=== TEXT EXCERPT ===
^^^^^^^^^^^^^^^^

Problem 16

Question

$\bullet$$\bullet$ A man pushes on a piano of mass 180 $\mathrm{kg}$ so that it slides at a constant velocity of 12.0 $\mathrm{cm} / \mathrm{s}$ down a ramp that is inclined at $11.0^{\circ}$ above the horizontal. No appreciable friction is acting on the piano. Calculate the magnitude and direction of this push (a) if the man pushes parallel to the incline, (b) if the man pushes the piano up the plane instead, also at 12.0 $\mathrm{cm} / \mathrm{s}$ paral- lel to the incline, and (c) if the man pushes horizontally, but still with a speed of 12.0 $\mathrm{cm} / \mathrm{s}$ .

Step-by-Step Solution

Verified

Answer

(a) 337 N downward along the plane, (b) 674 N upward, (c) 342 N horizontally.

1Step 1: Analyze the Forces Involved

The forces acting on the piano include the gravitational force, the normal force from the ramp, and the force applied by the man. Since there's no appreciable friction, we don't consider a friction force.

2Step 2: Determine Gravitational Force Components

First, calculate the gravitational force acting down the ramp. The gravitational force can be decomposed into two components relative to the inclined plane: a component parallel to the plane and a component perpendicular to it. The weight of the piano is given by: \[ F_g = m \cdot g = 180 \times 9.8 = 1764 \text{ N} \]The component of gravitational force parallel to the incline is: \[ F_{g,\parallel} = F_g \cdot \sin(\theta) = 1764 \cdot \sin(11.0^{\circ}) \approx 337 \text{ N} \]

3Step 3: Calculate Required Force for Parallel Push (a)

To move the piano at constant velocity down the ramp, the man must exert a force of the same magnitude but opposite in direction to the gravitational component parallel to the plane. Thus, if the man pushes downward along the plane, the force is:\[ F_{\text{man}} = F_{g,\parallel} = 337 \text{ N} \]

4Step 4: Calculate Force for Upward Push (b)

If the man pushes the piano up the incline, the applied force must overcome both the gravitational component down the incline and the opposite motion at constant velocity:\[ F_{\text{man}} = 2 \times F_{g,\parallel} = 2 \times 337 = 674 \text{ N} \]

5Step 5: Calculate Horizontal Push Force (c)

^^^^^^^^^^^^^^^^

=== GIVEN REQUEST 1 ===
Please check each statement against the piano problem and answer yes or no, quoting the words of the text that decide it. (a) The ramp is inclined at 15.0° above the horizontal. (b) The solution leaves friction out of its analysis. (c) The piano's weight is worked out as 1764 N.
=== GIVEN REQUEST 2 ===
Output the records from the line containing "The call MUST return, for every instance of the yellow" through the end of the records, both ends included, as a two-column CSV with the columns request and points. Give one row per request, with its text and its answer each in a single quoted field and line breaks replaced by spaces.

=== EXERCISE MATERIAL ===
^^^^^^^^^^^^^^^^

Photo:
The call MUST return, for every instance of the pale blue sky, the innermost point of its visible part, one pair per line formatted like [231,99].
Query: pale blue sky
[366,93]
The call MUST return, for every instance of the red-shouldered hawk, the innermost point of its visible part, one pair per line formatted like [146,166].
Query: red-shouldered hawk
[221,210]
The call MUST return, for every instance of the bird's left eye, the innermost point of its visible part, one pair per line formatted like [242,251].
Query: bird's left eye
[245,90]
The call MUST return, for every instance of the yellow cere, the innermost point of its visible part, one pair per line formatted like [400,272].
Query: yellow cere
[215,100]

^^^^^^^^^^^^^^^^

=== WORKED ANSWER 1 ===
(a) No: "a ramp that is inclined at $11.0^{\circ}$ above the horizontal"
(b) Yes: "Since there's no appreciable friction, we don't consider a friction force."
(c) Yes: "F_g = m \cdot g = 180 \times 9.8 = 1764 \text{ N}"

=== WORKED ANSWER 2 ===
request,points
"The call MUST return, for every instance of the yellow cere, the innermost point of its visible part, one pair per line formatted like [400,272]. Query: yellow cere","[215,100]"